*PROBLEM TO WORK ON:* Please copy out the lines of the data below, starting with the line that contains "the small potted" and stopping after the line that contains "[679,483,722,537]".

==== EXCERPTED RECORDS

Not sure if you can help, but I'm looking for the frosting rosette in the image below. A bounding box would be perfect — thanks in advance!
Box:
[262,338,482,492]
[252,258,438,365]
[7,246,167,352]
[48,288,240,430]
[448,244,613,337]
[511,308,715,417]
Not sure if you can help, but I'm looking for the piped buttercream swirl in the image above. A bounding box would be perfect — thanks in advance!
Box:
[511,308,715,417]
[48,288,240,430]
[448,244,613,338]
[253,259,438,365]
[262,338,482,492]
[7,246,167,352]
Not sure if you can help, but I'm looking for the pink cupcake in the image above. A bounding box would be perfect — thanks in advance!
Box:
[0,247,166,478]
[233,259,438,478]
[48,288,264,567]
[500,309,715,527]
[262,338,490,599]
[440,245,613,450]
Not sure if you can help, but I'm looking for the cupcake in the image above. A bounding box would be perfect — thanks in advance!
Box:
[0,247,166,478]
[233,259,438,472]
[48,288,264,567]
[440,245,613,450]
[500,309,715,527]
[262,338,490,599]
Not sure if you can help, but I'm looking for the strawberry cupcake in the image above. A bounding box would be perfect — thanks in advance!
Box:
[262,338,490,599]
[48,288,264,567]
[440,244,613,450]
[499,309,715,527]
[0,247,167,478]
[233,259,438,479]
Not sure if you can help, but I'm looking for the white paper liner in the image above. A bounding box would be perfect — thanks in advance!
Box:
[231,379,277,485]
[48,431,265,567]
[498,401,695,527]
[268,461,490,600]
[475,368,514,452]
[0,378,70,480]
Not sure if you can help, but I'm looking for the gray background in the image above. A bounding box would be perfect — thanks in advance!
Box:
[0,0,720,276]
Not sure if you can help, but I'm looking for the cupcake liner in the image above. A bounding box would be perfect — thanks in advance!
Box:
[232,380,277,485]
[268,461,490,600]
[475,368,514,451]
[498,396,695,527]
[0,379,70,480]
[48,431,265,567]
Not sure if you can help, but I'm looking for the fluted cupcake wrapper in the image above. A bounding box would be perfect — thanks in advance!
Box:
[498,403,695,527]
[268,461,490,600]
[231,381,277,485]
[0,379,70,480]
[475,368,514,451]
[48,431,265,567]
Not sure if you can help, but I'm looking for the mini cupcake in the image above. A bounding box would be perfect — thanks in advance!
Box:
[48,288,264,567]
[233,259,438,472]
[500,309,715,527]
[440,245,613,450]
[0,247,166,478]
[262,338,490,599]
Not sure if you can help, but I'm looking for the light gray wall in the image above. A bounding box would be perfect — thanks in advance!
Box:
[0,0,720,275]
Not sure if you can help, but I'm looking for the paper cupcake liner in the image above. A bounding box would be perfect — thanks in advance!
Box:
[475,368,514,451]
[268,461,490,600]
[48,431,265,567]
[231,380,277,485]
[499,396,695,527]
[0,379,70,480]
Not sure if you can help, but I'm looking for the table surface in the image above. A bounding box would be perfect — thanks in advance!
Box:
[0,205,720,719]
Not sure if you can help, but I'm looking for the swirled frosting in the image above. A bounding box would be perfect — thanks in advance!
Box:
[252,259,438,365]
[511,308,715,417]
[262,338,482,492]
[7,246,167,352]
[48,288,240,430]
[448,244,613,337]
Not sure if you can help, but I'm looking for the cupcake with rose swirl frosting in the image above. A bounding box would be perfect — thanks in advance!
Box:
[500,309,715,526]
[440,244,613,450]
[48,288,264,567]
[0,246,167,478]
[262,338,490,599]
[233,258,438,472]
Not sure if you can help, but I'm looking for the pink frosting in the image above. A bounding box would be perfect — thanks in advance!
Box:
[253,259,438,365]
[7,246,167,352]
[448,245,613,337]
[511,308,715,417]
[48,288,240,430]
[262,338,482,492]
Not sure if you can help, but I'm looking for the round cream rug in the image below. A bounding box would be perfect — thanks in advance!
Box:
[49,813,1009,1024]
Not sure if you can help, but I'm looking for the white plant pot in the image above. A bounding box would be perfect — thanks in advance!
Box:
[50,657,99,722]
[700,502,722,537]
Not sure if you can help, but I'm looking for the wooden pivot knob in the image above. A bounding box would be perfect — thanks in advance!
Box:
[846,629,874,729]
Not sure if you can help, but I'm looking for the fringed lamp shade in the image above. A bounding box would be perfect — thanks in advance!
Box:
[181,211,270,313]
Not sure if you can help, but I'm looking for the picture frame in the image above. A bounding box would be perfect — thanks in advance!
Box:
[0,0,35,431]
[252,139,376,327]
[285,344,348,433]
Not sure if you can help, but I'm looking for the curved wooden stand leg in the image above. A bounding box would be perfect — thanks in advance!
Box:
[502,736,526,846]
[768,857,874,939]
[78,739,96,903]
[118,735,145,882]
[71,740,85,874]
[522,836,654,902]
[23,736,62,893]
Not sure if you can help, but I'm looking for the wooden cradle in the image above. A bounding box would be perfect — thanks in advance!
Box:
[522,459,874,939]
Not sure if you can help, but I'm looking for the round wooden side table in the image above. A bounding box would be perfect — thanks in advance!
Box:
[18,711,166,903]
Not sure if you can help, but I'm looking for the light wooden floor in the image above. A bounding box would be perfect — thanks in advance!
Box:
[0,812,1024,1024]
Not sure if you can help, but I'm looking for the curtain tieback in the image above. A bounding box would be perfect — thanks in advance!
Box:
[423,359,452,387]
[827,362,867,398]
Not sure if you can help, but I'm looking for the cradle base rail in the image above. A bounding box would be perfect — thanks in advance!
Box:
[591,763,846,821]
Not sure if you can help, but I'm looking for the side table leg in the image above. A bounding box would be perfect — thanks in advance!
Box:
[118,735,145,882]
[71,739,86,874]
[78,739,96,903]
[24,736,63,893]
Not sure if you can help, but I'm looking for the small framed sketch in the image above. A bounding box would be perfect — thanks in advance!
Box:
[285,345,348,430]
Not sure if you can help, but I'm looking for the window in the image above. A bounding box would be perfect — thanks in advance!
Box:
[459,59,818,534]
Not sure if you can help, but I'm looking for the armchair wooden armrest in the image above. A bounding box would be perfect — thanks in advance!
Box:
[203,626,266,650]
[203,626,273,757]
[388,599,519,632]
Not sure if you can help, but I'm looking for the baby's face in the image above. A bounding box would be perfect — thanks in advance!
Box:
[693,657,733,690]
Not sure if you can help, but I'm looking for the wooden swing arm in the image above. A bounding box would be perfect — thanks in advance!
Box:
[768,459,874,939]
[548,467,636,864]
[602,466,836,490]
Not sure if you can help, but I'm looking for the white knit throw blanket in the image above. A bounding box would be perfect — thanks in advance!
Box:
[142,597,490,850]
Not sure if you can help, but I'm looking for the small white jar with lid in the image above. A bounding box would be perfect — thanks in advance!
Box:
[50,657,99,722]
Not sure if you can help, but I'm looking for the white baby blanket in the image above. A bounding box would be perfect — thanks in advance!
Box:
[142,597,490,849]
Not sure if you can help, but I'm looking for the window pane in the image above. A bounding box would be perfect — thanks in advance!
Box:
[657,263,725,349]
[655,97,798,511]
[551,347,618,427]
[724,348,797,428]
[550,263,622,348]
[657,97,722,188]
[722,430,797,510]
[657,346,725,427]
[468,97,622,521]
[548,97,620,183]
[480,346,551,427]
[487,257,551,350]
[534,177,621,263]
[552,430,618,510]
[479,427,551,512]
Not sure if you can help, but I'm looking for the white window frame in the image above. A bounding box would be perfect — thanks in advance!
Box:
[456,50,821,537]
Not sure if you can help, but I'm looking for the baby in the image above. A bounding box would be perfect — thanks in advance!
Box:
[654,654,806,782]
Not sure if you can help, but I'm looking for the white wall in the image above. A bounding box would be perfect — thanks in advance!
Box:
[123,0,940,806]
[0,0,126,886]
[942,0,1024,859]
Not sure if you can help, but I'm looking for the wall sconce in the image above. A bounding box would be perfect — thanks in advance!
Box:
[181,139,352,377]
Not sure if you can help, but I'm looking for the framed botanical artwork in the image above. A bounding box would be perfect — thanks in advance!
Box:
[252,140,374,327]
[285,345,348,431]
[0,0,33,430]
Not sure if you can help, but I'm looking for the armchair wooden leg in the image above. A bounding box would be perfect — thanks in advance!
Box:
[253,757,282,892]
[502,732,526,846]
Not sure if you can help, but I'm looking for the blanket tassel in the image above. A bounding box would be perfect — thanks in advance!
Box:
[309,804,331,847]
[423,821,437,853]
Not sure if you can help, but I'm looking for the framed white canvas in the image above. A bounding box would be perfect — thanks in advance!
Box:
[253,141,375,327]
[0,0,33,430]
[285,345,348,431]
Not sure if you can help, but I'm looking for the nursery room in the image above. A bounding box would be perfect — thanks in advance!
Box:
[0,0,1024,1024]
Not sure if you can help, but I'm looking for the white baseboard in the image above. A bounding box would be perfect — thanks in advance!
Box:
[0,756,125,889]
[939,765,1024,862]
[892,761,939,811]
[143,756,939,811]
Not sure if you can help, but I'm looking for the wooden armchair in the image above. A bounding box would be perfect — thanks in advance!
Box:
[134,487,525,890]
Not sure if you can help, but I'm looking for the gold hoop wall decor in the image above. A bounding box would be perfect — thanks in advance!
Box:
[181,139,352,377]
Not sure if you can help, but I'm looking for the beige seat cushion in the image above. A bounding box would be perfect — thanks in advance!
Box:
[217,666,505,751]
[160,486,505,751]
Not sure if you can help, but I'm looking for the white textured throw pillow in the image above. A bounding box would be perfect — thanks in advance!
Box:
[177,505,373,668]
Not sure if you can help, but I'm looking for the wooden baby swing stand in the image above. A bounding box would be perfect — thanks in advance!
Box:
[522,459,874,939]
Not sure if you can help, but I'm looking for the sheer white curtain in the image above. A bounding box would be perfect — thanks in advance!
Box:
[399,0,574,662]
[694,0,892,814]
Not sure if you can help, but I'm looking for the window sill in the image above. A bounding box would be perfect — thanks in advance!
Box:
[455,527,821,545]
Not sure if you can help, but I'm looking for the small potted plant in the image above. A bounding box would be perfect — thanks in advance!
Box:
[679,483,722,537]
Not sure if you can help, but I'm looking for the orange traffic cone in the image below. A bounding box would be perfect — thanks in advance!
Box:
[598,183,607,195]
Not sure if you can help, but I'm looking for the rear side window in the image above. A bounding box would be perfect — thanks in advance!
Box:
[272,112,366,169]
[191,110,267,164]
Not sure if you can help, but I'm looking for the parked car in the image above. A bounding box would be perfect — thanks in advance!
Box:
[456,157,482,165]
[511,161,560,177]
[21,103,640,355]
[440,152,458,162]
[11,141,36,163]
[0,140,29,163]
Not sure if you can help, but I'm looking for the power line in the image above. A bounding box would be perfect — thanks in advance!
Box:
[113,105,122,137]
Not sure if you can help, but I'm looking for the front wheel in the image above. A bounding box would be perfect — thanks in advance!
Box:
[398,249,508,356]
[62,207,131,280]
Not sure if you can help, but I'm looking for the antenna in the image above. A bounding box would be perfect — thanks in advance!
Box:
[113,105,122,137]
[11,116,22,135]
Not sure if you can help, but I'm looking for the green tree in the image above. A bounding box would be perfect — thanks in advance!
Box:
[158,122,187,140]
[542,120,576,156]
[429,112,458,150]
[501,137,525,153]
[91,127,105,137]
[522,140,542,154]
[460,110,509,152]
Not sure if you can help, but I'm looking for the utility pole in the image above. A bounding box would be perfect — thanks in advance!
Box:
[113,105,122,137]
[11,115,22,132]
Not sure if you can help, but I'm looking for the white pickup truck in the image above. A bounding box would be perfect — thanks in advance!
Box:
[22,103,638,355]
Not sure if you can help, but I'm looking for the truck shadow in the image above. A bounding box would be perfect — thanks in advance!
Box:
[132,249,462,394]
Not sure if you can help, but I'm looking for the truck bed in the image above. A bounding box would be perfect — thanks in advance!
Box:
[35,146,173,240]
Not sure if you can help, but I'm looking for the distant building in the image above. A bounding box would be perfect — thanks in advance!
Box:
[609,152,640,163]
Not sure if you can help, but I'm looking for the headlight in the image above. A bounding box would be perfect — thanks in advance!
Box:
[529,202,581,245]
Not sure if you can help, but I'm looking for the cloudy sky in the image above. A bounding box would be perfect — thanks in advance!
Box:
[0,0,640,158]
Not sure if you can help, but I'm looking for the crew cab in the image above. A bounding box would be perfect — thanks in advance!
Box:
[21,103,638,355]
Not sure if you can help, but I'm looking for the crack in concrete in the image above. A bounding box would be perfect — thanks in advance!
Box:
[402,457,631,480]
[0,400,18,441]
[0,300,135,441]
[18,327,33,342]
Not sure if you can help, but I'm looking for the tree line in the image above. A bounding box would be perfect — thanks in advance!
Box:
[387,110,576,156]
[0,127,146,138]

========

*TASK RESPONSE:*
Not sure if you can help, but I'm looking for the small potted plant in the image above. A bounding box would be perfect — thanks in advance!
Box:
[679,483,722,537]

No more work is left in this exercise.